**RECORDS SHOWN:**
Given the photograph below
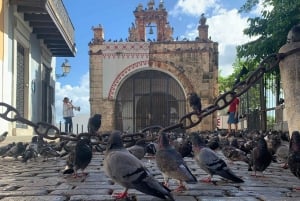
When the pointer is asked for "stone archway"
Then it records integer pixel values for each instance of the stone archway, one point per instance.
(149, 97)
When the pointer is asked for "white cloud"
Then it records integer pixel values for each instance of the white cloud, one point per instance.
(193, 7)
(78, 94)
(225, 27)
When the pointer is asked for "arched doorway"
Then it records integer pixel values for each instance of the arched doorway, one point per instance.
(147, 98)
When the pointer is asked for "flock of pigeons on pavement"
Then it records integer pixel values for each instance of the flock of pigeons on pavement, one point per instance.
(124, 165)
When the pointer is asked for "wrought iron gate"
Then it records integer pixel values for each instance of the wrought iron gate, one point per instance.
(147, 98)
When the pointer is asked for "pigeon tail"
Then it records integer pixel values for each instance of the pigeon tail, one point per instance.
(231, 176)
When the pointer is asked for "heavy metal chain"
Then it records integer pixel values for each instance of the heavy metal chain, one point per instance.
(266, 65)
(188, 121)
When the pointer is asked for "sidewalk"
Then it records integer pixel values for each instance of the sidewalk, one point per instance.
(38, 180)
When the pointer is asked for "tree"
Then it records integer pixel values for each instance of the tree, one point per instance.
(270, 29)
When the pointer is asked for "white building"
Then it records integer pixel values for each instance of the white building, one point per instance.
(32, 35)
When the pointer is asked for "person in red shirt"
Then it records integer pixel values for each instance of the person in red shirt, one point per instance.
(233, 115)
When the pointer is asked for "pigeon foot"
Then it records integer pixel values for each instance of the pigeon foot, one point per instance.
(206, 180)
(120, 195)
(180, 188)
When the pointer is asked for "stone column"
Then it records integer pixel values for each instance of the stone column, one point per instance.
(290, 77)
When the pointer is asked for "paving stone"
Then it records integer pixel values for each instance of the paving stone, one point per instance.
(38, 180)
(35, 198)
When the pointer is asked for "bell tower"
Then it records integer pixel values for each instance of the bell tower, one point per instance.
(150, 18)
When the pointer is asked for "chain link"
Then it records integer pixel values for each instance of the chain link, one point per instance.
(188, 121)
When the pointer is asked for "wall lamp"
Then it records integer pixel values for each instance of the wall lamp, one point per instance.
(65, 68)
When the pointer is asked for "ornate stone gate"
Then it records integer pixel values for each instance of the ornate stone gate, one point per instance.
(136, 82)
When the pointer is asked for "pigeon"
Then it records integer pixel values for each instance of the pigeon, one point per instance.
(128, 171)
(184, 147)
(83, 155)
(16, 150)
(260, 157)
(234, 154)
(195, 102)
(151, 148)
(139, 149)
(94, 123)
(294, 155)
(210, 162)
(79, 158)
(171, 163)
(3, 136)
(30, 152)
(4, 149)
(47, 151)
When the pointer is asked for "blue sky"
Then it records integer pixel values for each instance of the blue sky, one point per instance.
(225, 27)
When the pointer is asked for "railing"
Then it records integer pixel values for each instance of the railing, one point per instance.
(78, 128)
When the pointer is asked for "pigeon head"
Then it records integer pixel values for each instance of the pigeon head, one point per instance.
(197, 140)
(295, 141)
(115, 140)
(150, 148)
(141, 142)
(163, 140)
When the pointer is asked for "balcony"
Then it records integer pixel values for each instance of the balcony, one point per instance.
(51, 23)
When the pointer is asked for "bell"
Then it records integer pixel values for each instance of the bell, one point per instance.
(151, 30)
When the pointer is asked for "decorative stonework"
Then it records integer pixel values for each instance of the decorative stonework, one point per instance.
(129, 69)
(192, 64)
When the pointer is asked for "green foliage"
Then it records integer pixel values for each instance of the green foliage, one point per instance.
(270, 29)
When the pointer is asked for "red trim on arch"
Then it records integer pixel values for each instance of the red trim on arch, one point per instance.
(123, 74)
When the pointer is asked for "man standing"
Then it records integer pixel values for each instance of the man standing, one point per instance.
(68, 115)
(233, 117)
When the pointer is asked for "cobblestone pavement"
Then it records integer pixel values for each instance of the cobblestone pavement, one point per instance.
(44, 181)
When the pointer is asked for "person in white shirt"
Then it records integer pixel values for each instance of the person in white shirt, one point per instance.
(68, 114)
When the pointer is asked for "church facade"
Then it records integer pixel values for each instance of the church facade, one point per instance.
(141, 82)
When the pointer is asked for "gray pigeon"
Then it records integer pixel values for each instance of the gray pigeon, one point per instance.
(195, 102)
(282, 154)
(83, 155)
(260, 157)
(210, 162)
(3, 136)
(128, 171)
(294, 155)
(47, 151)
(79, 158)
(171, 163)
(15, 151)
(5, 148)
(94, 123)
(30, 152)
(139, 149)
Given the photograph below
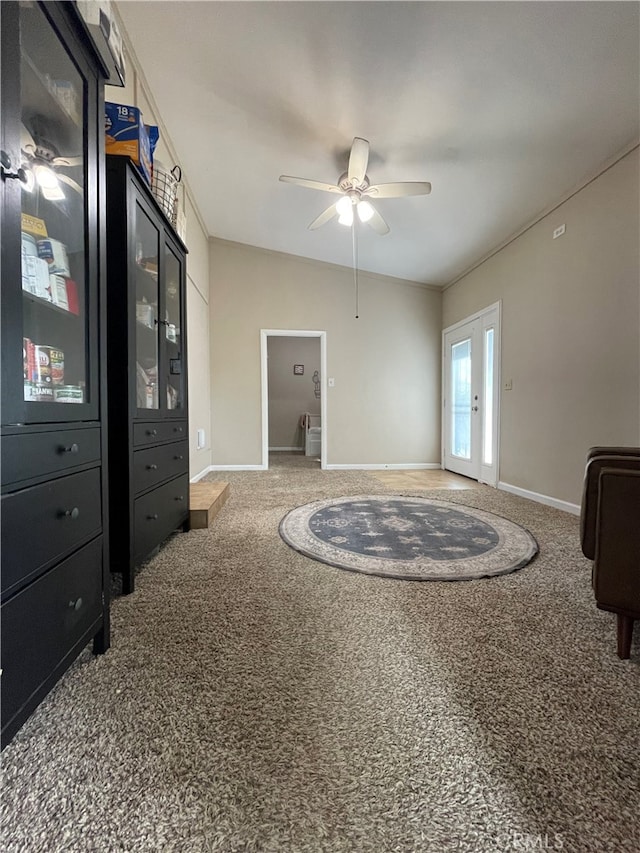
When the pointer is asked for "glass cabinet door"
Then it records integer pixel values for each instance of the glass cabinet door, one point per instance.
(146, 243)
(53, 222)
(172, 325)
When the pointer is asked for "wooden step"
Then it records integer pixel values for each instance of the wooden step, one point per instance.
(206, 501)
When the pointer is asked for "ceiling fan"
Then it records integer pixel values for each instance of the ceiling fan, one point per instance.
(43, 160)
(357, 191)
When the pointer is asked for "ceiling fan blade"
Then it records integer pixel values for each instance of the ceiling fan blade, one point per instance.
(314, 185)
(358, 161)
(398, 189)
(377, 222)
(66, 161)
(324, 217)
(70, 183)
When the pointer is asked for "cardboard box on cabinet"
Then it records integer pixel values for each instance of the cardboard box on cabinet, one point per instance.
(127, 135)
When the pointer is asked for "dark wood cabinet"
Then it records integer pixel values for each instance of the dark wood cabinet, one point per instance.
(54, 531)
(147, 372)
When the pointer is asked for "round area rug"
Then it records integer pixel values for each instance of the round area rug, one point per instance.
(408, 538)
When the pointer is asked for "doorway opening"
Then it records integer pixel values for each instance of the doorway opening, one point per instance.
(305, 375)
(471, 396)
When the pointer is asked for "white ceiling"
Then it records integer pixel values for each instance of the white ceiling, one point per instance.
(504, 107)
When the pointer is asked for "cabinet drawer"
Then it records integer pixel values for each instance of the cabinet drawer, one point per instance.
(156, 464)
(159, 513)
(42, 624)
(155, 433)
(41, 453)
(44, 523)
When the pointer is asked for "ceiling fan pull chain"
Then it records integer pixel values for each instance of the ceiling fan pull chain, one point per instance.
(355, 262)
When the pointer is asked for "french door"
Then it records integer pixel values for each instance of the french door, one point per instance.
(471, 396)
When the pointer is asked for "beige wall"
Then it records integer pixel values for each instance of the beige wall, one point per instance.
(570, 333)
(290, 395)
(384, 408)
(136, 93)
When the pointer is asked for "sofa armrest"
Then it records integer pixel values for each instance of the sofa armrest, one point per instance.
(627, 458)
(616, 570)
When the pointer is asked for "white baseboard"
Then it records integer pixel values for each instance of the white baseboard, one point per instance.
(237, 468)
(398, 466)
(565, 506)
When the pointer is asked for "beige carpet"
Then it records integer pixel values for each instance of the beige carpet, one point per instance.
(255, 700)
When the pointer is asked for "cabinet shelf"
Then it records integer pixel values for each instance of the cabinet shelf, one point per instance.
(41, 100)
(49, 306)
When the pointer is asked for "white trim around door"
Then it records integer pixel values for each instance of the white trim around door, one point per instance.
(265, 334)
(471, 396)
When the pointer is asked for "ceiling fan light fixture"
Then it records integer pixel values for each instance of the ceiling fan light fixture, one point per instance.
(48, 182)
(365, 211)
(344, 208)
(46, 177)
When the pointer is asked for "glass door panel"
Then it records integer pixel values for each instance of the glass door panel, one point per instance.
(471, 398)
(147, 240)
(54, 267)
(172, 324)
(488, 413)
(461, 399)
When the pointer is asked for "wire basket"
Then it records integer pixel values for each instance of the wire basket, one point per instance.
(164, 186)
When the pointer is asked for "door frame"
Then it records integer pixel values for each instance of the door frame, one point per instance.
(265, 334)
(497, 387)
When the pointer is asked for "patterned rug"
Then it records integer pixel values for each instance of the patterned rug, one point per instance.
(408, 538)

**WORK REQUEST:**
Only the lines from the one containing "panel, one point per instance." through the last line of the records should appear, each written out exactly.

**REPLY:**
Then it records integer pixel values for each instance of the glass door panel, one point per instance.
(471, 398)
(147, 240)
(54, 267)
(172, 324)
(488, 413)
(461, 399)
When the pointer is asked for "wire basket"
Then it records integer pixel values for each instance of the wire basket, one point per instance.
(164, 186)
When the pointer is asked for "door frame"
Then it records integer pixel values for each instance of the door frame, one point per instance.
(265, 334)
(497, 387)
When the pointer is asked for "patterned rug"
Then it records integer pixel values for each instance of the patterned rug, one point per instance.
(408, 538)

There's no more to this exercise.